» Selected passage:
________________________
The Romance of Tiger and Rose () is a 2020 Chinese streaming television series starring Zhao Lusi and Ding Yuxi, and tells the story of a young screenwriter who must survive after being trapped in her own script, with her character meant to die early in the story. The series airs on Tencent Video starting May 18, 2020.

The series became a hit on social media, with its hashtag garnering over 3 billion hits on Weibo. By June 2, the series received over 897 million views on Tencent Video.

Synopsis 
Despite facing criticism from fellow staff, Chen Xiaoqian (Zhao Lusi) exerts all her energy writing her drama screenplay. After falling into a well-earned nap, she finds herself transported into her own screenplay, becoming the hated third princess, Chen Qianqian, who is scheduled to be killed by the male lead, Han Shuo (Ding Yuxi) by episode three. Armed with knowledge of her own story, Chen Xiaoqian must struggle to keep herself alive as well as advance the plot forward by bringing her two lead characters together.
________________________
» Available data:
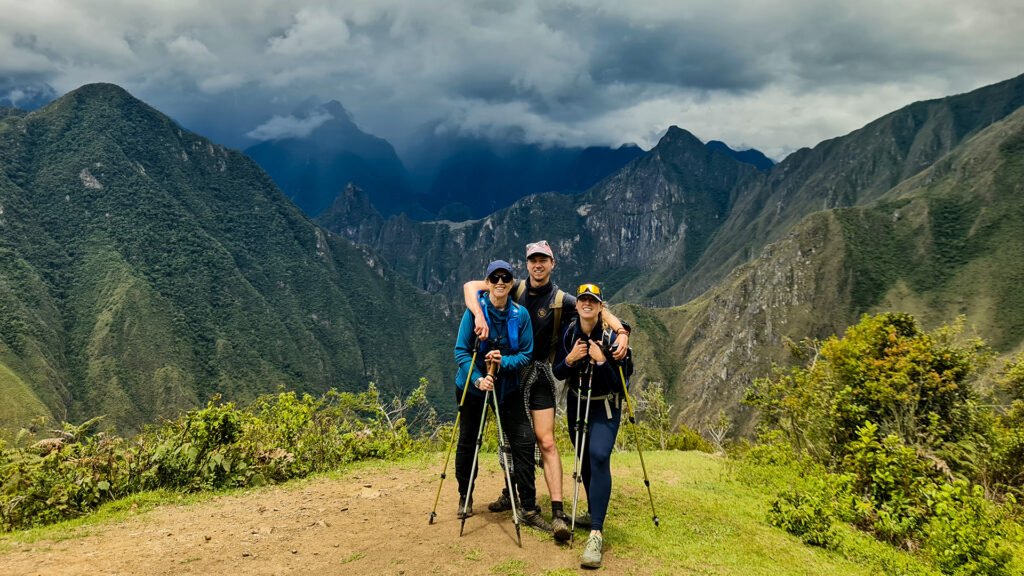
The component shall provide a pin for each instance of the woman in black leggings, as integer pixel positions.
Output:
________________________
» Exercise objective: In the text about The Romance of Tiger and Rose, which episode is the third princess scheduled to be killed by? The material above stands apart from the text about The Romance of Tiger and Rose.

» Output below: Episode three.